Sous-chapitre Propositions : « … étant donné le caractère complémentaire de la théorie et de la pratique, il serait bon de pouvoir réorganiser les ateliers en fonction de cette indispensable dualité. La théorie est, en effet, la part de spéculation lucide qui ne peut qu’aiguiser le désir du senti. Parce qu’il est engagé dans le senti, l’artiste se trouve toujours en péril et obligé de définir et formuler le chemin déjà parcouru. C’est comme le jour naissant de la nuit, mais le travail de l’artiste est nocturne. La théorie est importante[2] parce qu’elle permet, en la dépassant, de se dépasser. L’enseignement méthodique des théories et écrits d’artistes est de première importance car il nous accorde une vue cavalière sur les révolutions de l’art autour de l’homme. » (p. 271)





De la prière à la peinture (discours, 1989)

Texte difficile parce que je ne connais rien a judaïsme et à la Thora…
« La méditation visuelle est essentielle dans le taoïsme et le bouddhisme zen. La mystique juive, en revanche, a plutôt pratiqué une méditation intériorisé, une méditation les yeux clos. « Le secret de l’œil  clos et de l’œil  ouvert, c’est que l’œil  voit le miroir lumineux et l’œil  ouvert voit le miroir qui n’est pas lumineux, d’où il résulte que la vision ouverte du miroir non lumineux, c’est voir, et celle du miroir lumineux à l’œil  fermé, c’est savoir. » (Le Zohar, Gvanim veorot)

**Données enregistrées**

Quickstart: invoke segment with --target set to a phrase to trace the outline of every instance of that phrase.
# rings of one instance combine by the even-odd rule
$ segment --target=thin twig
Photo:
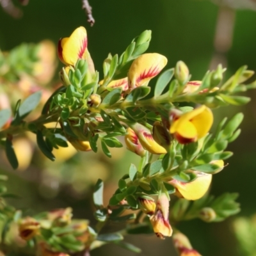
[[[20,18],[22,15],[21,10],[13,4],[12,0],[0,0],[0,5],[7,13],[13,18]]]
[[[93,26],[95,20],[92,16],[92,6],[89,4],[88,0],[82,0],[82,8],[85,10],[88,17],[87,21]]]

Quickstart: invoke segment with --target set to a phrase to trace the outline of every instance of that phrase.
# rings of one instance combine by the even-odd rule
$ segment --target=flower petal
[[[157,76],[167,64],[167,58],[158,53],[146,53],[138,57],[132,63],[128,73],[132,89],[147,85],[149,80]]]
[[[63,38],[61,46],[65,63],[74,65],[77,60],[85,59],[87,49],[87,33],[85,28],[79,27],[69,38]]]

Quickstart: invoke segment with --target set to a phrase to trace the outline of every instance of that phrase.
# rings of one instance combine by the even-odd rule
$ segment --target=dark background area
[[[213,40],[218,11],[218,7],[211,3],[192,0],[92,0],[90,4],[96,20],[92,28],[86,22],[87,18],[78,0],[31,1],[28,6],[20,7],[24,16],[19,20],[0,10],[0,47],[3,51],[8,51],[24,42],[37,43],[45,38],[57,44],[60,37],[68,36],[75,28],[83,26],[88,31],[88,49],[96,69],[102,72],[102,61],[108,52],[122,53],[134,37],[145,29],[151,29],[152,40],[148,52],[166,56],[168,67],[173,67],[180,60],[183,60],[189,67],[193,80],[202,79],[208,70],[214,51]],[[255,24],[256,12],[237,12],[233,45],[227,54],[227,76],[244,64],[250,69],[256,70]],[[252,97],[252,101],[246,106],[214,110],[216,124],[225,116],[230,117],[239,111],[243,111],[245,115],[241,135],[228,149],[234,152],[234,156],[228,159],[228,166],[214,177],[211,190],[211,193],[216,196],[227,191],[239,192],[242,209],[239,214],[242,216],[256,212],[255,92],[250,91],[248,95]],[[128,161],[127,164],[124,161],[133,157],[130,153],[127,155],[125,160],[114,160],[115,166],[109,163],[106,164],[111,169],[111,174],[106,179],[109,187],[111,188],[115,179],[127,171]],[[79,161],[84,159],[84,157],[76,157]],[[104,157],[99,157],[97,161],[104,164],[106,161]],[[85,173],[86,158],[83,166]],[[73,207],[76,217],[90,218],[93,223],[90,213],[90,185],[78,196],[70,195],[64,186],[58,193],[53,193],[52,196],[47,198],[38,191],[36,182],[26,181],[26,172],[18,175],[10,173],[10,190],[23,191],[21,193],[26,202],[16,202],[19,207],[26,208],[30,205],[42,211],[70,205]],[[81,175],[84,174],[81,172]],[[231,219],[221,223],[210,224],[196,220],[182,223],[179,227],[189,237],[193,246],[202,255],[236,256],[239,254],[234,246],[230,222]],[[175,255],[172,251],[170,239],[162,241],[154,236],[129,239],[143,248],[141,255]],[[92,255],[113,253],[134,254],[115,245],[108,245],[92,252]]]

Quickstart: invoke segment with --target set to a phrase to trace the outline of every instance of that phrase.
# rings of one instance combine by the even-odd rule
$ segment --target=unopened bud
[[[72,145],[79,151],[90,151],[92,150],[89,141],[81,141],[79,140],[70,140]]]
[[[92,94],[90,99],[92,100],[92,106],[94,107],[97,107],[101,102],[101,98],[99,94]]]
[[[216,218],[216,214],[212,208],[204,207],[200,213],[199,218],[205,222],[213,221]]]
[[[156,211],[155,200],[150,196],[141,195],[138,198],[141,210],[148,215],[152,215]]]
[[[212,72],[212,76],[211,77],[211,88],[216,86],[223,78],[223,73],[225,71],[223,68],[222,68],[221,64],[218,65],[217,69]]]
[[[141,157],[145,155],[146,150],[142,147],[134,131],[131,128],[127,129],[127,134],[125,136],[124,140],[126,147],[129,150]]]
[[[40,223],[36,220],[27,217],[19,226],[19,235],[23,239],[28,241],[38,234],[40,227]]]
[[[167,150],[171,144],[171,136],[166,128],[160,122],[155,122],[153,125],[153,138],[159,145]]]
[[[177,63],[174,74],[176,79],[182,84],[186,83],[189,78],[189,70],[187,65],[182,61]]]
[[[70,67],[69,66],[63,67],[61,71],[60,71],[59,73],[61,82],[65,86],[67,86],[71,84],[68,77],[68,73],[70,70]]]

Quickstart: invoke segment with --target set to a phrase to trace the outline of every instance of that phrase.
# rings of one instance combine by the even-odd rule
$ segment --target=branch
[[[20,18],[22,15],[22,12],[13,4],[12,0],[0,0],[0,5],[7,13],[13,18]]]
[[[82,8],[86,13],[87,21],[91,24],[91,26],[93,26],[95,20],[92,16],[92,6],[89,4],[88,0],[82,0]]]

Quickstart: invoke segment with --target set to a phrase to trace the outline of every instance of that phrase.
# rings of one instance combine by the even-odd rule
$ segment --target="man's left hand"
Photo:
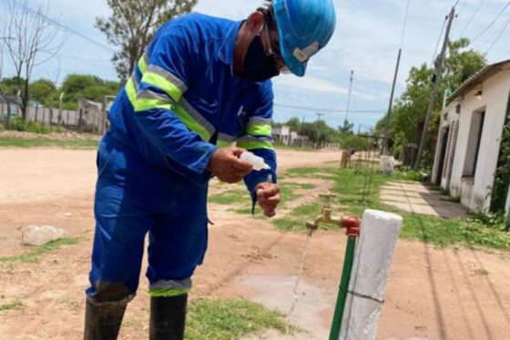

**Consignes**
1. D'après l'extrait sur l'art, pourquoi l'enseignement méthodique des théories et écrits d'artistes est-il de première importance ? Répondre en une à trois phrases.
2. Rédigez la suite de l'extrait sur l'art à partir de la dernière phrase affichée.

**Résultats**
1. Selon l'extrait, cet enseignement est de première importance parce qu'il nous accorde une vue cavalière sur les révolutions de l'art autour de l'homme.

2.
Voir n’est donc pas considéré ici comme source de savoir. » (pp. 355-356)

« Dessiner ou peindre sur le vif » : « Il s’agit plutôt d’une étude à tâtons, accomplie dans un état second, de non-savoir, mais de sentir. C’est une sorte d’acte révélateur qui entretient une parenté avec l’acte mystique, mais aussi avec l’observation scientifique. » (p. 357)


Ut lingua pintura (Revue des Deux Mondes, Paris, 2004, pp. 169-173)

« Ut pictura poesis est une expression latine qui signifie littéralement « comme la peinture, la poésie », c'est-à-dire « la poésie ressemble à la peinture ». Elle est tirée d'un vers de l'Art poétique d'Horace1. Elle est devenue, surtout depuis la Renaissance, un thème incontournable de la critique littéraire et artistique sur la correspondance des arts.
Il [Lessing] prend pour exemple le groupe sculpté hellénistique du Laocoon du Vatican, inspiré d'une scène du chant II de l’Énéide de Virgile et déclare : « Le poète travaille pour l’imagination, et le sculpteur pour l’œil. Ce dernier ne peut imiter toute la réalité qu’en blessant les lois du beau ; il ne reproduit qu’une situation, qu’un instant, tandis que le poète développe l’action tout entière. » »

« Les premiers pas dans la formation du peintre, tout comme dans celle du pianiste, consistent à apprendre à maitriser sa main, à développer ses gestes à partir du poignet. À tenir le pinceau ou le crayon, afin de pouvoir exécuter les moindres détails sans effort. Il en est allé ainsi dès l’aube de l’art, lequel a toujours été pratiqué par des individus doués d’une pulsion naturelle conjuguée au pouvoir d’exécution découlant de la parfaite coordination entre l’œil  et la main, sans laquelle les arts plastiques n’auraient pas existé. L’œil  sans la main douée ne peut donc rien. C’est la main qui trace ce que l’œil  voit. » (p. 416) Et la main ne pense pas.
« La peinture commence là où les mots s’arrêtent, et ce qu’elle dit est dit dans un langage sensible, non dicible. Ut lingua pictura serait donc une formule plus appropriée. L’interrogation du visible par le langage pictural est une double vérité : celle du sujet intériorisée par le peintre. » (p. 418)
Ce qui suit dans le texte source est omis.